→ **What you need to do**: Convert every line of the items below into a JSON array of strings, one string per line, with blank lines omitted.

→ **Given entries**:
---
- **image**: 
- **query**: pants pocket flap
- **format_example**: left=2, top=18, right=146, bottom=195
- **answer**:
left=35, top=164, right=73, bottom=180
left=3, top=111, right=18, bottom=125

→ **In response**:
[
  "---",
  "- **image**: ",
  "- **query**: pants pocket flap",
  "- **format_example**: left=2, top=18, right=146, bottom=195",
  "- **answer**:",
  "left=35, top=164, right=73, bottom=180",
  "left=3, top=111, right=18, bottom=125"
]